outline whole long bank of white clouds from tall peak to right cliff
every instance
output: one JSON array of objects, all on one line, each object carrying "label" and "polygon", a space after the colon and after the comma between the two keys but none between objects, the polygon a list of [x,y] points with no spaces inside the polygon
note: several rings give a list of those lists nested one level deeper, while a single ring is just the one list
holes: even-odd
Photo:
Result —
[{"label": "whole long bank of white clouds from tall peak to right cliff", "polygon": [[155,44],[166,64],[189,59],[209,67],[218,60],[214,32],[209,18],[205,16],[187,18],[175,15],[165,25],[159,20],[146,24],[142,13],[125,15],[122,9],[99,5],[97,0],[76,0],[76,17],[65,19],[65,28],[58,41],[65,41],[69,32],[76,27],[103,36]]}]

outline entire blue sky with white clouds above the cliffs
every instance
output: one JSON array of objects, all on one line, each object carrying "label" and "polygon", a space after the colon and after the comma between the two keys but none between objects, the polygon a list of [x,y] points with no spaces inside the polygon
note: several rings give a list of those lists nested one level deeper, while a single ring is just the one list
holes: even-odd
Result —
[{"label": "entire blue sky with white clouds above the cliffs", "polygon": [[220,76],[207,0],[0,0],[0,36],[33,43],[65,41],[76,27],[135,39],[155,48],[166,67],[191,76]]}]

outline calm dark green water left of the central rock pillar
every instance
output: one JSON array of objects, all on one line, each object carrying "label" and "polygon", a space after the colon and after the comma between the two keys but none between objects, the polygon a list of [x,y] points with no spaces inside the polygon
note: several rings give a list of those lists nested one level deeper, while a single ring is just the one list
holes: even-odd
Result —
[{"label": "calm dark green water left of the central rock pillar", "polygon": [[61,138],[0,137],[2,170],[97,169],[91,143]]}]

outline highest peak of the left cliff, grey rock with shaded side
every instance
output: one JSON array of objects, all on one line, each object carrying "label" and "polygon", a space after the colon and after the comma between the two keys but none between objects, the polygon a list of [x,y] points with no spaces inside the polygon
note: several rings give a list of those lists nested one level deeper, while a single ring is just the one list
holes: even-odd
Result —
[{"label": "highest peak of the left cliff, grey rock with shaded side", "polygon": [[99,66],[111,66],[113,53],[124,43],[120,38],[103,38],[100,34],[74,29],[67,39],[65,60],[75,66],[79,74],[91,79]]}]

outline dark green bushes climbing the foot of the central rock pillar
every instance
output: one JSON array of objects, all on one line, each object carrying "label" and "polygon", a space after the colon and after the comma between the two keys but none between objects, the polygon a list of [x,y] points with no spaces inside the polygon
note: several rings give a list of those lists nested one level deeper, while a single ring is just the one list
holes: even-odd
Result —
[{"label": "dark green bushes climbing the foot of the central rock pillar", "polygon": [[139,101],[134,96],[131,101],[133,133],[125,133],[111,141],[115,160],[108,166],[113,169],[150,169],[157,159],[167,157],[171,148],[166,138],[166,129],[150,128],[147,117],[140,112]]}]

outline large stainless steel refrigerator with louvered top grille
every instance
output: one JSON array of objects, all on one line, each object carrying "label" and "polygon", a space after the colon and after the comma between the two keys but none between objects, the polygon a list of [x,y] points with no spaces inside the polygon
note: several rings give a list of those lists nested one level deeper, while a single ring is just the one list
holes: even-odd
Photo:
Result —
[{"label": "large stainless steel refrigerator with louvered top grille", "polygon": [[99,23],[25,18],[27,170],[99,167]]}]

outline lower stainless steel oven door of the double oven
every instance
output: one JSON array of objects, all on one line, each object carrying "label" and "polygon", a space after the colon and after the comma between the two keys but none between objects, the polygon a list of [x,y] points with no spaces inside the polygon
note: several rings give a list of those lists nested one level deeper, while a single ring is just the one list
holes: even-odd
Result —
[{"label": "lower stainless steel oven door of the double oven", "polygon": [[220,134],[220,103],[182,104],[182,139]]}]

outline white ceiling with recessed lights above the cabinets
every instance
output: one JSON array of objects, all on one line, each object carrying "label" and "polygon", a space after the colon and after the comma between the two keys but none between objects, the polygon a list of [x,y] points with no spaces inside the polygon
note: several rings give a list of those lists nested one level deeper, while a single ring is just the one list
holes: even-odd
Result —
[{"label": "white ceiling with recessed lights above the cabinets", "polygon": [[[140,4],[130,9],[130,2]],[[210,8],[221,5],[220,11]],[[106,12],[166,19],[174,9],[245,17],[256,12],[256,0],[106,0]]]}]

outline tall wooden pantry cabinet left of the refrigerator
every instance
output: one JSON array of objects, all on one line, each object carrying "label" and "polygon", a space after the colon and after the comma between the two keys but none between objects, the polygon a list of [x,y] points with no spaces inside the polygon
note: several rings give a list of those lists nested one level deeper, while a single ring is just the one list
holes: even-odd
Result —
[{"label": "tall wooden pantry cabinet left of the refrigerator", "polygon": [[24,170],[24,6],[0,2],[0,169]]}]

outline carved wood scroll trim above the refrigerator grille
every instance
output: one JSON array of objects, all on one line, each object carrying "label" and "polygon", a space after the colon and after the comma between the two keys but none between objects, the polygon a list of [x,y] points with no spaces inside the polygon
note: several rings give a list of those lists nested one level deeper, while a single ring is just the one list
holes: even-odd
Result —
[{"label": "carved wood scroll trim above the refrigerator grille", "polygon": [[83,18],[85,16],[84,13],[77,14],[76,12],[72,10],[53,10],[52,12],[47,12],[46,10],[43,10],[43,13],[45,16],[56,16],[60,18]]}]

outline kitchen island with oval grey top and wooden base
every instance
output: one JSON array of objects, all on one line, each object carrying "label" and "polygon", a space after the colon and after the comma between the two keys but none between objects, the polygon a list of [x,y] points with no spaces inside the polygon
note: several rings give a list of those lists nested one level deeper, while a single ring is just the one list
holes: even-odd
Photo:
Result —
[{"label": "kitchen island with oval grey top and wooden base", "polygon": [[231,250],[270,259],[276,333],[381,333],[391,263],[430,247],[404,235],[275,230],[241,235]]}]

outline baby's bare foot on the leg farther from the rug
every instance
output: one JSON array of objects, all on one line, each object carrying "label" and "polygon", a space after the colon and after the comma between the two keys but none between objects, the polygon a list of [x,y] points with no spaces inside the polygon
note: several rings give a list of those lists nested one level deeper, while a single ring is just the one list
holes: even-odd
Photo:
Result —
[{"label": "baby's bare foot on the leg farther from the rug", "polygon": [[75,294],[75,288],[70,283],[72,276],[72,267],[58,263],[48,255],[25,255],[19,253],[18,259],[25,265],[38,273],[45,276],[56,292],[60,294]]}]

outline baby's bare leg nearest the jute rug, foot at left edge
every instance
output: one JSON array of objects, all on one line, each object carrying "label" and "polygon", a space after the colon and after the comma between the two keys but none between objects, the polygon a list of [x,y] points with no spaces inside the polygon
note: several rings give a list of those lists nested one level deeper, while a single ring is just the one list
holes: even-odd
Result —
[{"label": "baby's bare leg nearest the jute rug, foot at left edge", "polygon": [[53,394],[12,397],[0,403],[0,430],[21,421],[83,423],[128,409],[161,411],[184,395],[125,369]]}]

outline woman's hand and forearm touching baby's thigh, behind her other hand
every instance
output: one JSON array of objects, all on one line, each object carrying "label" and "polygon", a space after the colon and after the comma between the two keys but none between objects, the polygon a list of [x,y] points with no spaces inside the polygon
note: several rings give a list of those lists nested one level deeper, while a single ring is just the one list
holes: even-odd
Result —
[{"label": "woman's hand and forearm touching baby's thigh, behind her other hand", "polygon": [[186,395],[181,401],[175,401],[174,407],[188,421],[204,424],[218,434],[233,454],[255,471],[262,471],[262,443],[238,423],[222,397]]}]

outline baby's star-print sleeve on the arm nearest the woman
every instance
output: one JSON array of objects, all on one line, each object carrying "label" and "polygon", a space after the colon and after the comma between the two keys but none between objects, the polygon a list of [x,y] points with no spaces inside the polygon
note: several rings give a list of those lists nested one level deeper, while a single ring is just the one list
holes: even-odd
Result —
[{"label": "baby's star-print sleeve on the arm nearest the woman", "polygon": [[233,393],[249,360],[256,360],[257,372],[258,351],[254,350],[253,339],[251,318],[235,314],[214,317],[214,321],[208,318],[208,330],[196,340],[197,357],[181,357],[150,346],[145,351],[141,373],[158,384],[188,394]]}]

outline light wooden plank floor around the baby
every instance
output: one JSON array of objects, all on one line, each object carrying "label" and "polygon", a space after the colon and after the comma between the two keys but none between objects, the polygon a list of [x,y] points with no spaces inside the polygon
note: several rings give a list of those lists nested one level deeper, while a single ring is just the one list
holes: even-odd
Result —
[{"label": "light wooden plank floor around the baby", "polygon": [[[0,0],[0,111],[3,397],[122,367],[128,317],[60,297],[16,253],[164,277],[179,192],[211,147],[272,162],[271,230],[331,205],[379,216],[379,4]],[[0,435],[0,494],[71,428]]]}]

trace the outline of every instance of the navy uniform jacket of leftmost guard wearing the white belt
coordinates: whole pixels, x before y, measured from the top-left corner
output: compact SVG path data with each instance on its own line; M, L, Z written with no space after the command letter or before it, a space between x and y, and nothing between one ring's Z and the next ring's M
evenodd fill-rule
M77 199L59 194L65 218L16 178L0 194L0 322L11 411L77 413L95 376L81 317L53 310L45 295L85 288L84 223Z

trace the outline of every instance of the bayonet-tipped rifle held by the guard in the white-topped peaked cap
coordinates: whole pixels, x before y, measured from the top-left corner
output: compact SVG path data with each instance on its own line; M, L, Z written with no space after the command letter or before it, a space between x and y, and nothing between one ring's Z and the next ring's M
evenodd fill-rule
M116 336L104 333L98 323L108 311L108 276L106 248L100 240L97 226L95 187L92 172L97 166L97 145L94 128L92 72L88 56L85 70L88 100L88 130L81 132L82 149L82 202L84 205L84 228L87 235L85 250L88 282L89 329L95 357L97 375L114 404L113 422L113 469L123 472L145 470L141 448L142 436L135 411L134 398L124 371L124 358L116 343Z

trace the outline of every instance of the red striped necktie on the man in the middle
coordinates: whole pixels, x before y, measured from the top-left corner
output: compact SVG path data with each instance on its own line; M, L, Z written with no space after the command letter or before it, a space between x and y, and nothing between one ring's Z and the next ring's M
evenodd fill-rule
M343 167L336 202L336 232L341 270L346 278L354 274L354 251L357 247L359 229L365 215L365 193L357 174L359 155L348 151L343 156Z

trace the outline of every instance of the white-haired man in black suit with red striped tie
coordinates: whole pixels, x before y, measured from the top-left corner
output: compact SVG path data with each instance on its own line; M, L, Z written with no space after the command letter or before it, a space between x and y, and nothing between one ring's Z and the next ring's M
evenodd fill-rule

○ ○ ○ ○ ○ ○ ○

(Task item) Lines holding "trace" in the listing above: report how many there are, with the number alone.

(Answer to this task) 4